* [BRANO RIPORTATO]
========
Esistenzialismo, etnologia e antropologia, psicologia e psicoanalisi,
filosofia della storia e altri elementi vennero ad arricchire la sua mai
intermessa attività di studio e di riflessione e si tradussero in libri
di grande interesse (come La terra del rimorso , del 1961: il più
bello, a mio avviso, fra i suoi). Si aggiunse pure ai suoi interessi il
marxismo, che gli ispirò un’elaborata riflessione sul rapporto fra
culture egemoni e culture subalterne, applicata in specie al Mezzogiorno
d’Italia (come in Sud e magia ), senza trovarvi, però, i suoi momenti
più felici.
In ultimo, era passato a studiare La fine del mondo ,
come suona il titolo del volume che raccoglie l’imponente materiale
(appunti, note, pagine sparse, riassunti) in vista di una versione
finale, vietatagli dalla morte precoce. Il tema era quello delle
«apocalissi culturali», diverse da quelle religiose e da quelle
psicopatologiche, in quanto relative ai problemi di presentimento,
percezione e angoscia della fine, cui ogni mondo umano è esposto, di una
specifica cultura e civiltà.
Impressionante è la varietà degli
interessi in tale cantiere di lavoro. Avrebbe messo capo, questo grande
zibaldone, a un ben definito quadro concettuale? È difficile dirlo.
Molti sono i tentativi fatti per individuarne il senso ultimo. Non si
può dire, però, che si sia riusciti nell’impresa. E, tuttavia, La fine
del mondo resta un documento significativo della cultura contemporanea,
alle prese ogni giorno con qualche nuova percezione di possibile
apocalisse culturale per noi, ora e qui.
========
* [REQUISITI]
1. Nel brano riportato, di che anno è il libro La terra del rimorso?
2. Traduci in inglese questa frase del brano riportato: «Impressionante è la varietà degli interessi in tale cantiere di lavoro.»
3. Per ciascuna affermazione, indica se concorda con il brano riportato (sì o no) e cita le parole del brano che lo decidono:
(a) Il marxismo gli ispirò una riflessione sul rapporto fra culture egemoni e culture subalterne.
(b) La fine del mondo arrivò a una versione finale.
(c) I tentativi di individuare il senso ultimo di La fine del mondo sono riusciti.
I record sono materiale a sé, distinto dal brano.

* [ELENCO RECORD]
========
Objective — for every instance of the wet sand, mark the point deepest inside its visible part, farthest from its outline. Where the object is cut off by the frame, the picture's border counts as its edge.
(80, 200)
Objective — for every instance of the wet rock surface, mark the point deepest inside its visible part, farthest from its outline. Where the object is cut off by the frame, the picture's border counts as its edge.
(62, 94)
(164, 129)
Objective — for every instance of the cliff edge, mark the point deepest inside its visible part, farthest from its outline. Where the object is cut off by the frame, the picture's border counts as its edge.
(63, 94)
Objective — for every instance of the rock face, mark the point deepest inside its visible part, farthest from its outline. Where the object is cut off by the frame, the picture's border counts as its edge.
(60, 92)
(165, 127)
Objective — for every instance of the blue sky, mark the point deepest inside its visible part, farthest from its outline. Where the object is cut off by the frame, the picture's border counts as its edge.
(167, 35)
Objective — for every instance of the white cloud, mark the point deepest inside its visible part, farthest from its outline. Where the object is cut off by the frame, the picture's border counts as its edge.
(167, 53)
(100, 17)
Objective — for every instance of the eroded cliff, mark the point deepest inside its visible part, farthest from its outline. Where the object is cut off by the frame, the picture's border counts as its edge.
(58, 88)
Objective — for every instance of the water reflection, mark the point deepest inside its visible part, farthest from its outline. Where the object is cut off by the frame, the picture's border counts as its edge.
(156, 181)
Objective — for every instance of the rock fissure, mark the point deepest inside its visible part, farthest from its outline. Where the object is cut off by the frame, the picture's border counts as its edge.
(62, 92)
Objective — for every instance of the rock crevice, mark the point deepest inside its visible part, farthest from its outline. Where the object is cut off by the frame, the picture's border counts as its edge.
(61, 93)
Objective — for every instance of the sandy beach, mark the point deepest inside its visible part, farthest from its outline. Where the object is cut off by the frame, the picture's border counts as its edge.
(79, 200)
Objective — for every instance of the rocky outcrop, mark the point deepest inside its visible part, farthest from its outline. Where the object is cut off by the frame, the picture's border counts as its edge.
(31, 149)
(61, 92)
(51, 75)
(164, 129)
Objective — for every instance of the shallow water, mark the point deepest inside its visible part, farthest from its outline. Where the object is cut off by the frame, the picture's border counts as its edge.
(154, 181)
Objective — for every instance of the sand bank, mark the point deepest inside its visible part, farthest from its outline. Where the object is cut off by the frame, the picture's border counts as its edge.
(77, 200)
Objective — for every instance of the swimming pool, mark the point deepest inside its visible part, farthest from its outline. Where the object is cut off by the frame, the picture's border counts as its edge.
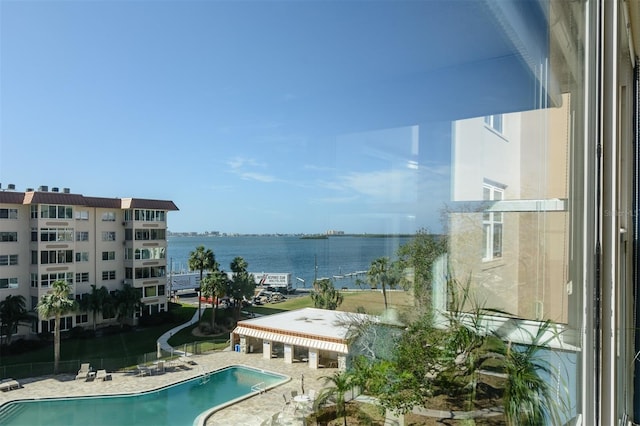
========
* [RISPOSTE QUI SOTTO]
1. Del 1961.

2. The variety of interests in this work in progress is impressive.

3.
(a) Sì: «che gli ispirò un’elaborata riflessione sul rapporto fra culture egemoni e culture subalterne»
(b) No: «in vista di una versione finale, vietatagli dalla morte precoce»
(c) No: «Non si può dire, però, che si sia riusciti nell’impresa.»